**Source material:**

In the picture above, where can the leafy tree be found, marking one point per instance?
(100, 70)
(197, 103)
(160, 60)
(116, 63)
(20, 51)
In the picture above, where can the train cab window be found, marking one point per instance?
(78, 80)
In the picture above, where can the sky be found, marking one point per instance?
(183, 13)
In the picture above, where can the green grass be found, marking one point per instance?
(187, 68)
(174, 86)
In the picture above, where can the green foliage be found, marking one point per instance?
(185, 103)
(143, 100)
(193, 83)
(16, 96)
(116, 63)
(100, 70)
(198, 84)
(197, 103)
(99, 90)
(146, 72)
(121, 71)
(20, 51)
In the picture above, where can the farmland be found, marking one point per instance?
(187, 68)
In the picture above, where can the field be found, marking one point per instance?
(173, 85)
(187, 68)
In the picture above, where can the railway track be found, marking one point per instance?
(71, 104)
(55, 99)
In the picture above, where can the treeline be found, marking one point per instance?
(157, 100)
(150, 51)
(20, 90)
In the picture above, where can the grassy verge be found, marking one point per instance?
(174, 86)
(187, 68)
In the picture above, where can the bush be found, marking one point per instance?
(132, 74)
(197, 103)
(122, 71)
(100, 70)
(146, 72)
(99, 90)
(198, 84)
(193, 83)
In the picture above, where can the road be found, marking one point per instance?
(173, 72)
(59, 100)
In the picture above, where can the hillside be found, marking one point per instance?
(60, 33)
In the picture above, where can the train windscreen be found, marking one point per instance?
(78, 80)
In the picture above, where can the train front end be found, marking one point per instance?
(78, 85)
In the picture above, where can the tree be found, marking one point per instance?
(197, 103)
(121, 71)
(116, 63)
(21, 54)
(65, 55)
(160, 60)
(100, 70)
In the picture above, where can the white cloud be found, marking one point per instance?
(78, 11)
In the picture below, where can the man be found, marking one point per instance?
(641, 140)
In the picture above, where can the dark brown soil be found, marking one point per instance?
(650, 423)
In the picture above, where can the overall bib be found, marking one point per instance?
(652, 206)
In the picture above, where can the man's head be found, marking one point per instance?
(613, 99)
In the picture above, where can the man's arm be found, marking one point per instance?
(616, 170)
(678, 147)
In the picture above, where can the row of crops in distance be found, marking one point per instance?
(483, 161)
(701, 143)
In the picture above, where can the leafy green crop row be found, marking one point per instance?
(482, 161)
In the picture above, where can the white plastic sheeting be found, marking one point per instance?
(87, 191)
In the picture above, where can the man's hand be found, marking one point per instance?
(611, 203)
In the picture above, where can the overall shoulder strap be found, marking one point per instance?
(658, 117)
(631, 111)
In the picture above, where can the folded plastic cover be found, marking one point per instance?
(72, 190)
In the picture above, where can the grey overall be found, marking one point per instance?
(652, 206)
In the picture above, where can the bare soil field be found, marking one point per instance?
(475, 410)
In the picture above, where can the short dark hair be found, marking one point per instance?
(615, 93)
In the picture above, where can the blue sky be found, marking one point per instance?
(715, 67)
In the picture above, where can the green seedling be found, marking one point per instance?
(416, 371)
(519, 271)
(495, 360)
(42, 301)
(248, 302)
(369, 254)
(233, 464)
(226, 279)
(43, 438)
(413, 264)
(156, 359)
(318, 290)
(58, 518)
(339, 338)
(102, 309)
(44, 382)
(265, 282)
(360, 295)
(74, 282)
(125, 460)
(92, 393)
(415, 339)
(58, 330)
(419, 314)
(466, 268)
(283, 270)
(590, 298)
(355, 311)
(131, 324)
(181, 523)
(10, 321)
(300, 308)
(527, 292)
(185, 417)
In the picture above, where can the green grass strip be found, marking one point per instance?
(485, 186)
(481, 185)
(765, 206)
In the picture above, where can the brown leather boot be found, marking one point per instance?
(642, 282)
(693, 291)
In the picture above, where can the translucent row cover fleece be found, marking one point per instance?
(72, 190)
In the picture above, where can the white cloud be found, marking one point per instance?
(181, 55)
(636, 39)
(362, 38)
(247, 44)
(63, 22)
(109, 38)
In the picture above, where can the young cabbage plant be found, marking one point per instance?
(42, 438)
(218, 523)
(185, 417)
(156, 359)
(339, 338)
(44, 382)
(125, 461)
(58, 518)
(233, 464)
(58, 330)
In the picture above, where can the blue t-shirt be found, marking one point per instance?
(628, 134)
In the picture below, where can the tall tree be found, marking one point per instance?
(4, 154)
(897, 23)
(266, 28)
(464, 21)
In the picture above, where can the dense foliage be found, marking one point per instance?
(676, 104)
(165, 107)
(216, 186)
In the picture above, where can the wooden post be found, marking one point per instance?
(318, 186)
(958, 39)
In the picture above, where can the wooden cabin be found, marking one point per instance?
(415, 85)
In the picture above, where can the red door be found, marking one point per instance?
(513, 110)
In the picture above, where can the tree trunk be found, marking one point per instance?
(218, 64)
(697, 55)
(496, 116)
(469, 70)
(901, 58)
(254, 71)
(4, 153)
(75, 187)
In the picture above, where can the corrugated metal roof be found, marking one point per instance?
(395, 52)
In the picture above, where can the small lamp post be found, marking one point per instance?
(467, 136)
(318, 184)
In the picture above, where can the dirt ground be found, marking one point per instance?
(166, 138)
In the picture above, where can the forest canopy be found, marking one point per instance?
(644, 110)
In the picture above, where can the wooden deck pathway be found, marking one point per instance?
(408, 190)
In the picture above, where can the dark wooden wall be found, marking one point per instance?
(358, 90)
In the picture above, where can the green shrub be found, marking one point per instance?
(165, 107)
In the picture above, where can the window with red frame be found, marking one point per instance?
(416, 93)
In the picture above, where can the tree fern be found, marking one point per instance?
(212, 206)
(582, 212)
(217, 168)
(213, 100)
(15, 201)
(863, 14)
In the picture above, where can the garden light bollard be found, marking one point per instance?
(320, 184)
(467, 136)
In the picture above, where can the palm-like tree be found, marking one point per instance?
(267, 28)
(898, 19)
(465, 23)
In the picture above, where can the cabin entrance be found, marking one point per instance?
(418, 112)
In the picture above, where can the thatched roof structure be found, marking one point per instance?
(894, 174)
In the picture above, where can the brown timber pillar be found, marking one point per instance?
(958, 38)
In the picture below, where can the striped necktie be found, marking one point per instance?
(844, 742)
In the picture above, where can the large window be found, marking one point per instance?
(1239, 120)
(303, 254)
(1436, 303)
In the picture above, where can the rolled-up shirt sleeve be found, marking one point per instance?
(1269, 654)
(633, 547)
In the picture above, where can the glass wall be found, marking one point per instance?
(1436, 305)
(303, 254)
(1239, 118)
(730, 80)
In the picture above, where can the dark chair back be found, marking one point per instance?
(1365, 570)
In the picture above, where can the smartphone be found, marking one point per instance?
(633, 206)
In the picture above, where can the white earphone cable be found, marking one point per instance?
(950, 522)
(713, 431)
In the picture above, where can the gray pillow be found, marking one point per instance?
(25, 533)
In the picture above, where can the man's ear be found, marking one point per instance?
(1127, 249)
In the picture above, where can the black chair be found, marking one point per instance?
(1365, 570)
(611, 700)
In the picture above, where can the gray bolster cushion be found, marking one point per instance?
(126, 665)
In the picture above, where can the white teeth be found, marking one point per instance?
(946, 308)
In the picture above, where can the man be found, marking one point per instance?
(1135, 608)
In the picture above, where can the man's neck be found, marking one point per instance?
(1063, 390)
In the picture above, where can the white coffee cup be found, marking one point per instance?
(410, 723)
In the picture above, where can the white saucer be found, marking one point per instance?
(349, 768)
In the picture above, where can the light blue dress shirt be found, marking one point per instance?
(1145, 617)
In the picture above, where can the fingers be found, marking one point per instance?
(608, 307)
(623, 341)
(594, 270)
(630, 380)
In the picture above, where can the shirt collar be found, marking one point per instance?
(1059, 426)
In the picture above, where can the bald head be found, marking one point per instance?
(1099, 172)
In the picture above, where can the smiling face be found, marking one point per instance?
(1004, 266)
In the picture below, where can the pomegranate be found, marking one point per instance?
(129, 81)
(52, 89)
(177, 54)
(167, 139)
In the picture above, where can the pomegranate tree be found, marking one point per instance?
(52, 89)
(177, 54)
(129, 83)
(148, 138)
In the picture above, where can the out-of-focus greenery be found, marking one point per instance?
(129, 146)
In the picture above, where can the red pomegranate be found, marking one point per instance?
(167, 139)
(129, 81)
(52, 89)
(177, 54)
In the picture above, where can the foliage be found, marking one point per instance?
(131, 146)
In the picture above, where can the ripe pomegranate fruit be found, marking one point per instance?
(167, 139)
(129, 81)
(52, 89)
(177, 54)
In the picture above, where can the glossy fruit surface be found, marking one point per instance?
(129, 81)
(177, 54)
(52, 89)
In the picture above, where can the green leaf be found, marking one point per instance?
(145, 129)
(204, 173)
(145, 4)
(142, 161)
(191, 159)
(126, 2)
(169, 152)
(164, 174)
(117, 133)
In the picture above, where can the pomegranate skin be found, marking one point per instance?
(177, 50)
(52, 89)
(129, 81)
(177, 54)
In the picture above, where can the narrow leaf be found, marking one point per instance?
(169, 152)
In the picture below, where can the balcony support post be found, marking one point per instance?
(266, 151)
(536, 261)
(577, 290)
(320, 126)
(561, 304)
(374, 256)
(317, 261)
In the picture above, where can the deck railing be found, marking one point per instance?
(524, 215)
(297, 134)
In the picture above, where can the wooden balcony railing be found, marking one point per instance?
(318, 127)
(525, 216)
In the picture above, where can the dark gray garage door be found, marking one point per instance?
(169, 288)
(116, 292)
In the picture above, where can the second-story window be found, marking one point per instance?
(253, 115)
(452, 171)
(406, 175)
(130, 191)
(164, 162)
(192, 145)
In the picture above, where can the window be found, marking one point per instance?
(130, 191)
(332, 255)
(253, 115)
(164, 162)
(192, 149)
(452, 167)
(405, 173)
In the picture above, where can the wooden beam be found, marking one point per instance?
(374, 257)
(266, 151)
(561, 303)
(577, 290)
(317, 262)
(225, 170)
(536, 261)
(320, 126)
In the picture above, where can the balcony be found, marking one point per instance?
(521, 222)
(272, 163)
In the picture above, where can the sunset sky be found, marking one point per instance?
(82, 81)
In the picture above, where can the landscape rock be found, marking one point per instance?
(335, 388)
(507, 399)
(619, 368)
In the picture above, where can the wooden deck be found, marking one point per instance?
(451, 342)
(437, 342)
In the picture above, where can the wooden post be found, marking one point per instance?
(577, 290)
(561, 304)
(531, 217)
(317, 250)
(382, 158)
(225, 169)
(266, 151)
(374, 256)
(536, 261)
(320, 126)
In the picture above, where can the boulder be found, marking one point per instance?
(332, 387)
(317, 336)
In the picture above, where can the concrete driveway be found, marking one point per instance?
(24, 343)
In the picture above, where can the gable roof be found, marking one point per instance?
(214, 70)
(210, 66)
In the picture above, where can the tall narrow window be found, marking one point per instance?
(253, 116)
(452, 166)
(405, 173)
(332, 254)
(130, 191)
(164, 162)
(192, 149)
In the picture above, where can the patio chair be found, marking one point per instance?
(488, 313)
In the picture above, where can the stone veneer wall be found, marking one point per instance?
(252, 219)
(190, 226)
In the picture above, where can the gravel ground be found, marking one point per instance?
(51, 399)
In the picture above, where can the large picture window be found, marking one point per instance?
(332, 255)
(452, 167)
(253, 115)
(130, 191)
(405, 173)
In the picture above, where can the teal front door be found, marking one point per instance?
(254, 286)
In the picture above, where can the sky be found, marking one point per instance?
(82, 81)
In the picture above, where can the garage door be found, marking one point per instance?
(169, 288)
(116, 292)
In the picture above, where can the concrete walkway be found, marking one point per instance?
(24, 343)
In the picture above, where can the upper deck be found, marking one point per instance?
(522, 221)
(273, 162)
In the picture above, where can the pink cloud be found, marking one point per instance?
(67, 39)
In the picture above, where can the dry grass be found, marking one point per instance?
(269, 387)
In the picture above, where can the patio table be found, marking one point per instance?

**What is being asked:** Through the final line of the listing, beginning at the line that contains "In the picture above, where can the landscape", every line is to be set down exactly, with no others.

**Answer section:**
In the picture above, where can the landscape rock be found, marking one point per instance?
(335, 388)
(507, 399)
(619, 368)
In the picture above, where can the wooden deck be found, marking one point per instance?
(451, 342)
(437, 342)
In the picture above, where can the wooden post be found, marking one point per instance?
(577, 290)
(561, 304)
(531, 217)
(317, 250)
(382, 158)
(225, 169)
(266, 151)
(374, 256)
(536, 261)
(320, 126)
In the picture above, where can the boulder be found, marking one point per instance?
(332, 387)
(317, 336)
In the picture above, where can the concrete driveway be found, marking one point per instance?
(24, 343)
In the picture above, where can the gable roof be found, marking one point per instance?
(214, 70)
(210, 66)
In the picture above, where can the tall narrow window be found, marking one point per instance?
(253, 116)
(452, 166)
(405, 173)
(332, 254)
(130, 191)
(164, 162)
(192, 149)
In the picture above, where can the patio chair be found, marking one point per instance?
(488, 313)
In the picture above, where can the stone veneer wall be found, marking one point per instance?
(252, 219)
(190, 226)
In the picture above, where can the gravel ground be found, marking one point per instance?
(51, 399)
In the picture above, where can the large picture window be found, marking one point per instance?
(332, 255)
(452, 167)
(253, 115)
(130, 191)
(405, 173)
In the picture above, where can the teal front door be found, marking one point per instance?
(254, 286)
In the picture above, where can the sky be found, marking one point per instance?
(82, 81)
In the picture above, where can the garage door be found, marking one point per instance?
(169, 288)
(116, 292)
In the picture above, where can the concrete walkway be found, marking one point per instance?
(24, 343)
In the picture above, where can the upper deck be found, marking one point per instance?
(522, 221)
(273, 162)
In the picture above, where can the pink cloud be found, marking one point per instance?
(67, 39)
In the picture above, where can the dry grass be found, marking one point per instance?
(269, 387)
In the picture above, where can the patio table be found, marking one point per instance?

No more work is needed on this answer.